— Information given —
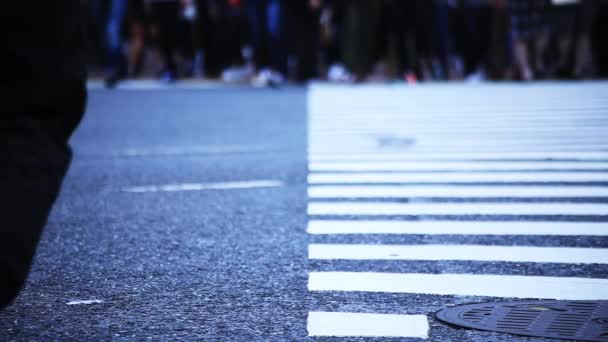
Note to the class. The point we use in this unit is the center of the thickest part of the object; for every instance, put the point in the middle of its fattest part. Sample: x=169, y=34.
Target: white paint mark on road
x=494, y=156
x=85, y=302
x=566, y=255
x=346, y=324
x=449, y=177
x=451, y=191
x=453, y=166
x=567, y=288
x=433, y=208
x=205, y=186
x=554, y=228
x=193, y=150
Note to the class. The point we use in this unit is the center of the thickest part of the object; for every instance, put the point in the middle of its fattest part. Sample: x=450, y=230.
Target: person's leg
x=35, y=159
x=166, y=15
x=116, y=62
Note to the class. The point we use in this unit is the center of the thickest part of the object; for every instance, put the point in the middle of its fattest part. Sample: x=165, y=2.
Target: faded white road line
x=451, y=191
x=458, y=227
x=453, y=166
x=433, y=208
x=448, y=177
x=566, y=255
x=346, y=324
x=567, y=288
x=85, y=302
x=491, y=157
x=205, y=186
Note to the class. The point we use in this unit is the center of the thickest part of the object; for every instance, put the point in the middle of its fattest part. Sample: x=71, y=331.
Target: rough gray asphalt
x=217, y=265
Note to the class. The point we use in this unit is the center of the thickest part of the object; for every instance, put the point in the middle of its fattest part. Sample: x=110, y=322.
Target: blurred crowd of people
x=267, y=42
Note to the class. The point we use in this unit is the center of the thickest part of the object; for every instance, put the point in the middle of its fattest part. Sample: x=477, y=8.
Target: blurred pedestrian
x=530, y=36
x=117, y=68
x=267, y=21
x=43, y=87
x=165, y=15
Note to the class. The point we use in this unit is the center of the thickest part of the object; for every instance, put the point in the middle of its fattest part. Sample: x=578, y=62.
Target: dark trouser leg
x=35, y=158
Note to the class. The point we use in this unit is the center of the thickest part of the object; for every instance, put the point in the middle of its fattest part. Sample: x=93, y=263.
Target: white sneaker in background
x=240, y=74
x=338, y=73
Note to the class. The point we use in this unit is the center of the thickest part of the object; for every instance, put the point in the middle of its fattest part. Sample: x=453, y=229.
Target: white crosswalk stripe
x=451, y=164
x=546, y=228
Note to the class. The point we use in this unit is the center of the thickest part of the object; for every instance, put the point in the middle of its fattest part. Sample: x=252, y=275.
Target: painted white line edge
x=85, y=302
x=451, y=191
x=433, y=208
x=448, y=177
x=321, y=227
x=346, y=324
x=507, y=286
x=565, y=255
x=205, y=186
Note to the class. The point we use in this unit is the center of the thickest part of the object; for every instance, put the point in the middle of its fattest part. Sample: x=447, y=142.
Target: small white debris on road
x=85, y=302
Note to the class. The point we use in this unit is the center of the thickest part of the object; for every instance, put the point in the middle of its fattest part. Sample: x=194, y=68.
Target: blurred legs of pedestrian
x=359, y=36
x=116, y=59
x=304, y=34
x=267, y=28
x=36, y=157
x=599, y=43
x=529, y=36
x=137, y=38
x=477, y=17
x=584, y=63
x=165, y=14
x=43, y=101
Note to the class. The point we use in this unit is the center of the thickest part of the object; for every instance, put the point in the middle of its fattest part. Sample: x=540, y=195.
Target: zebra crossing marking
x=454, y=166
x=524, y=228
x=566, y=255
x=434, y=208
x=544, y=146
x=350, y=324
x=504, y=286
x=478, y=156
x=447, y=177
x=452, y=191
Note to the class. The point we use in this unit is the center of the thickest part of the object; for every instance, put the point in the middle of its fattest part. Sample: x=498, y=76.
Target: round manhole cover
x=569, y=320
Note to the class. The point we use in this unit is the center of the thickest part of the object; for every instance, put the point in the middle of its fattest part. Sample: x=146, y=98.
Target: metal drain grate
x=574, y=320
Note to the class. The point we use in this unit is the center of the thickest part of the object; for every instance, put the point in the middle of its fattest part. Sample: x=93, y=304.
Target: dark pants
x=35, y=158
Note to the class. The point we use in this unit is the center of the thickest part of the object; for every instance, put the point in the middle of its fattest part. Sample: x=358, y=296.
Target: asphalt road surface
x=330, y=213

— Written request —
Rewrite the data with every occurrence of "fattest part" replaced by "widest part" and everything else unchanged. Omit the pictures from your output.

— Response to the exercise —
Note to the class. The point we use in this unit is the center of the thickest part of the object; for every instance, put the point in the middle of its widest part. Sample: x=169, y=34.
Target: white paint mark on road
x=494, y=156
x=85, y=302
x=566, y=255
x=346, y=324
x=449, y=177
x=451, y=191
x=453, y=166
x=567, y=288
x=433, y=208
x=205, y=186
x=554, y=228
x=193, y=150
Note to the class. The point we use in this unit is the center of the thickest part of the object; for every instance, put the point in the middle of its widest part. Sample: x=450, y=230.
Target: person's leg
x=35, y=159
x=166, y=15
x=116, y=62
Note to the class. The point we use in this unit is the center of the thickest part of the object; for every instance, put the point in the middle of its widest part. Sample: x=165, y=2.
Target: faded white road line
x=451, y=191
x=458, y=227
x=453, y=166
x=433, y=208
x=448, y=177
x=566, y=255
x=346, y=324
x=567, y=288
x=85, y=302
x=491, y=157
x=205, y=186
Note to the class. The point we use in this unit is the center of the thickest part of the object; for every instance, put the point in the middle of its widest part. Sample: x=71, y=331.
Target: rough gray asphalt
x=217, y=265
Note to the class. The point we use in this unit is the center of the thickest part of the object; for every instance, put the point in the middle of its widest part. Sample: x=110, y=322.
Target: blurred crowd of people
x=267, y=42
Note to the class. The point we use in this unit is the center of the thickest part of the object; for every instance, put the point in the middle of its widest part. Sample: x=477, y=8.
Target: blurred pedestrian
x=530, y=36
x=117, y=68
x=267, y=21
x=43, y=87
x=165, y=15
Note to the class. The point we use in this unit is the center of the thickest part of the object; for every instance, put the point in the middle of its widest part. Sample: x=578, y=62.
Target: dark trouser leg
x=35, y=158
Note to the class. The point we use in this unit is the center of the thickest part of the object; for every instance, put the point in the middle of its widest part. Sample: x=93, y=263.
Target: white sneaker in background
x=240, y=74
x=338, y=73
Note to the class. The point we use in this unit is the center of the thickest part of the object; for every instance, put the point in the middle of its widest part. Sample: x=453, y=229.
Target: white crosswalk stripe
x=451, y=164
x=546, y=228
Note to the class. The point we use in this unit is the center of the thickest part of the object; for every instance, put the point in the middle of its widest part. Sample: x=252, y=275.
Target: painted white line edge
x=85, y=302
x=451, y=191
x=433, y=208
x=448, y=177
x=321, y=227
x=346, y=324
x=507, y=286
x=565, y=255
x=205, y=186
Note to the class. The point we use in this unit is the center of the thickest part of the object; for every instance, put the point in the middle of its widest part. Sample: x=447, y=142.
Target: small white debris on road
x=85, y=302
Note to the class. The point we use in this unit is the center of the thickest part of the object; for every instance, put the point in the middle of its widest part. Sample: x=194, y=68.
Target: blurred legs of pedestrian
x=359, y=36
x=116, y=59
x=304, y=34
x=267, y=28
x=36, y=157
x=599, y=43
x=529, y=36
x=137, y=38
x=477, y=17
x=584, y=63
x=165, y=14
x=43, y=101
Note to the class. The point we use in this unit is the center of the thickest part of the object; for every instance, put the point in the middle of its widest part. Sample: x=540, y=195.
Target: zebra crossing marking
x=454, y=166
x=524, y=228
x=566, y=255
x=434, y=208
x=544, y=146
x=350, y=324
x=504, y=286
x=478, y=156
x=447, y=177
x=452, y=191
Note to the class. The point we use in this unit is the center of the thickest part of the object; for every instance, put the point in the middle of its widest part. Sample: x=498, y=76.
Target: round manhole cover
x=569, y=320
Note to the class. The point we use in this unit is the center of the thickest part of the object; for every instance, put the point in the middle of its widest part. Sample: x=146, y=98.
Target: metal drain grate
x=574, y=320
Note to the class. The point we use in this unit is the center of the thickest part of the object; for every instance, put the point in the middle of its widest part. Sample: x=93, y=304.
Target: dark pants
x=35, y=158
Note to the class. The point we use in this unit is the center of the thickest part of the object; for every instance, put the point in the middle of its widest part. Sample: x=358, y=296.
Target: asphalt road surface
x=330, y=213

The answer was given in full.